Tuesday, November 9, 2010

Tough Day...

I knew that today was going to be tough.  This morning one of my co-workers ran into me in the copy room, I had had her son.  He's a Marine in Afghanistan.  She talked to him this morning and told him that I had lost a student in Afghanistan.  He told her that "Mrs. Mahlberg's heart must be breaking because she loves her students so much.  Mom, you need to make sure she's alright".  He told her to give me a hug from him.  That made me cry this morning before school even started.

I have never experienced a military processional and I had no idea what to expect, but I knew I would most likely cry.  What I didn't expect was that when we were asked to explain to our first period classes what we were going to do as a school to show our respect, that I was going to start to cry in front of my class... but I did.  In my years of teaching, I have had several students die and it never gets any easier.

During my plan period, my friend Lauren and I were working on the computers in the office.  Another teacher came in and started complaining about how what we were doing was taking away from the test that she was giving during that period.  Lauren and I both were giving tests today, and we both had Drew as a student.  We both held our tempers to the best of our abilities as we tried to explain that it was not an "inconvenience" when this former student gave his life for our country.  She continued to complain, and both of our tempers continued to rise and a few choice words slipped out before Lauren and I walked out of the office to get away from it.  I don't understand how someone could be that detached to not understand the purpose of honoring someone's sacrifice, when most of my students got it.

+ + +

* Prompt *
Quote the entire "Tough Day" blog entry word for word. The data here comes from a separate source and has no connection to the text.

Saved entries
+ + +

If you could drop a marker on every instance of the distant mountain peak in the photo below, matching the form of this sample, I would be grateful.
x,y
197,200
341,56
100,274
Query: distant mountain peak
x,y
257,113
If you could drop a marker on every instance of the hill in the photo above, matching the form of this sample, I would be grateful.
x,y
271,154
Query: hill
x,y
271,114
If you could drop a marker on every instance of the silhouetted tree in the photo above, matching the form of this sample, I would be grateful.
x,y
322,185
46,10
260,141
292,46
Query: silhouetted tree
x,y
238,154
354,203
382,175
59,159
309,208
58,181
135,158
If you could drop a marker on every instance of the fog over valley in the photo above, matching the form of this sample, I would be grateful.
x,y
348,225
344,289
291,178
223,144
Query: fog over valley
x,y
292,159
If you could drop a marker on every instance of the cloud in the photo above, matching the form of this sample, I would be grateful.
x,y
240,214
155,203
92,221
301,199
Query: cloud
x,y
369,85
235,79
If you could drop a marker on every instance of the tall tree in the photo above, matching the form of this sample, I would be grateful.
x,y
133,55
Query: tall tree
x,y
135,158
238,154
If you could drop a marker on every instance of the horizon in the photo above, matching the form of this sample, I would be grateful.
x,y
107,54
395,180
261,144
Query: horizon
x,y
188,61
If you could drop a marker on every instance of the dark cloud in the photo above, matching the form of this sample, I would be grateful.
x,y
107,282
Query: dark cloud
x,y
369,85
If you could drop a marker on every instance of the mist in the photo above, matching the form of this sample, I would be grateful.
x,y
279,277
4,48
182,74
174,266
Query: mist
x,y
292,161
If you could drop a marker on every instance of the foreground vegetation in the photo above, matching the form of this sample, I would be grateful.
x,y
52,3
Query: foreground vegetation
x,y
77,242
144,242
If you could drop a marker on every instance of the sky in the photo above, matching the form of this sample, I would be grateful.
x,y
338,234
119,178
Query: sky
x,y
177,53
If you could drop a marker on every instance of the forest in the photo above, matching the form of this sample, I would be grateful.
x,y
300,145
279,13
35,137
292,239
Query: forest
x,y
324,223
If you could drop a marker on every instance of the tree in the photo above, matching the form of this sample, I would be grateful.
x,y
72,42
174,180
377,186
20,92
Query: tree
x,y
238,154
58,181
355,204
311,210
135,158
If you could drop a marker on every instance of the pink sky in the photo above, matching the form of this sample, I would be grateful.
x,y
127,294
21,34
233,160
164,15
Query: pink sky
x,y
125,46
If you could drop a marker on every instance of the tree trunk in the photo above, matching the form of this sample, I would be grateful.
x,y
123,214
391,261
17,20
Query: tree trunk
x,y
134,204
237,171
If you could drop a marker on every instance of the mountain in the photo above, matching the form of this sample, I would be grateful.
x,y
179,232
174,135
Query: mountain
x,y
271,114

+ + +

* Result of this exercise *
Tuesday, November 9, 2010

Tough Day...

I knew that today was going to be tough.  This morning one of my co-workers ran into me in the copy room, I had had her son.  He's a Marine in Afghanistan.  She talked to him this morning and told him that I had lost a student in Afghanistan.  He told her that "Mrs. Mahlberg's heart must be breaking because she loves her students so much.  Mom, you need to make sure she's alright".  He told her to give me a hug from him.  That made me cry this morning before school even started.

I have never experienced a military processional and I had no idea what to expect, but I knew I would most likely cry.  What I didn't expect was that when we were asked to explain to our first period classes what we were going to do as a school to show our respect, that I was going to start to cry in front of my class... but I did.  In my years of teaching, I have had several students die and it never gets any easier.

During my plan period, my friend Lauren and I were working on the computers in the office.  Another teacher came in and started complaining about how what we were doing was taking away from the test that she was giving during that period.  Lauren and I both were giving tests today, and we both had Drew as a student.  We both held our tempers to the best of our abilities as we tried to explain that it was not an "inconvenience" when this former student gave his life for our country.  She continued to complain, and both of our tempers continued to rise and a few choice words slipped out before Lauren and I walked out of the office to get away from it.  I don't understand how someone could be that detached to not understand the purpose of honoring someone's sacrifice, when most of my students got it.